Reproduce every entry below word for word, changing nothing on any line.

[begin Given entries]

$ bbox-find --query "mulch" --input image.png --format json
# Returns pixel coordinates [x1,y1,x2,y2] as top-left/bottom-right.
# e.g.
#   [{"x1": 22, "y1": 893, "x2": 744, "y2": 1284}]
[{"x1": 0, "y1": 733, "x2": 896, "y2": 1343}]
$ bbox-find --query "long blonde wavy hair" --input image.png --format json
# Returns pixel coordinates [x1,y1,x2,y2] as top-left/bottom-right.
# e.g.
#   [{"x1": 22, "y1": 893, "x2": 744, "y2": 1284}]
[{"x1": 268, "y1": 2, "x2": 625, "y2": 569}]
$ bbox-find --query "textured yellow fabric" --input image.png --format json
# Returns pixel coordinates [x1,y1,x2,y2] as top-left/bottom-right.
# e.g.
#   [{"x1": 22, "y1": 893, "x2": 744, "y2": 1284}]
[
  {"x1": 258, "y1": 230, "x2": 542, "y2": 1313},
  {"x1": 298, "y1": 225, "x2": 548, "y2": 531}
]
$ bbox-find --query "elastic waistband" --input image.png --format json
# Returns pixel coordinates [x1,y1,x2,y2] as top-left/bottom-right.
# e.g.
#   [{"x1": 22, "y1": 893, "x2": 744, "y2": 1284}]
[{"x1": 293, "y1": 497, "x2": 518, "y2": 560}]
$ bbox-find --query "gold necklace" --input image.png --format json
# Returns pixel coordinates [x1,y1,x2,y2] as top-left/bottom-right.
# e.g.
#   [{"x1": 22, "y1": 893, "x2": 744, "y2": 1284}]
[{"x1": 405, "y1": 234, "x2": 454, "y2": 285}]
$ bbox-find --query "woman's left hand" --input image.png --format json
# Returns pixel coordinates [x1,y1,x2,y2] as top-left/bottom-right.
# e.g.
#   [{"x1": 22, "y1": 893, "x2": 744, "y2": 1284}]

[end Given entries]

▶ [Reply]:
$ bbox-find --query "mulch" --input image.png --format json
# Returns pixel coordinates [x1,y1,x2,y2] as top-left/bottom-right.
# e.g.
#   [{"x1": 22, "y1": 893, "x2": 744, "y2": 1284}]
[{"x1": 0, "y1": 733, "x2": 896, "y2": 1343}]
$ bbox-find --query "long blonde wavy hair" --input image.png --format json
# Returns pixel coordinates [x1,y1,x2,y2] as top-left/bottom-right.
# e.g.
#   [{"x1": 22, "y1": 893, "x2": 744, "y2": 1284}]
[{"x1": 268, "y1": 2, "x2": 625, "y2": 569}]
$ bbox-find --query "textured yellow fabric" --input image.png --format json
# Returns pixel coordinates [x1,y1,x2,y2] as top-left/bottom-right.
# e.g.
#   [{"x1": 22, "y1": 893, "x2": 744, "y2": 1284}]
[
  {"x1": 258, "y1": 230, "x2": 542, "y2": 1313},
  {"x1": 298, "y1": 225, "x2": 548, "y2": 531}
]
$ bbox-find --query "elastic waistband" --input image.png --format json
# Returns pixel coordinates [x1,y1,x2,y2] as top-left/bottom-right.
# e.g.
#   [{"x1": 22, "y1": 893, "x2": 744, "y2": 1284}]
[{"x1": 293, "y1": 497, "x2": 518, "y2": 560}]
$ bbox-find --query "gold necklace" --input image.png --format json
# Returns pixel coordinates [x1,y1,x2,y2] as top-left/bottom-right.
# e.g.
#   [{"x1": 22, "y1": 893, "x2": 744, "y2": 1284}]
[{"x1": 405, "y1": 234, "x2": 454, "y2": 285}]
$ bbox-find --query "woman's left hand" --input image.png --format json
# Returns pixel coordinates [x1,y1,x2,y2] as top-left/bottom-right.
# e.g.
#   [{"x1": 22, "y1": 893, "x2": 744, "y2": 1284}]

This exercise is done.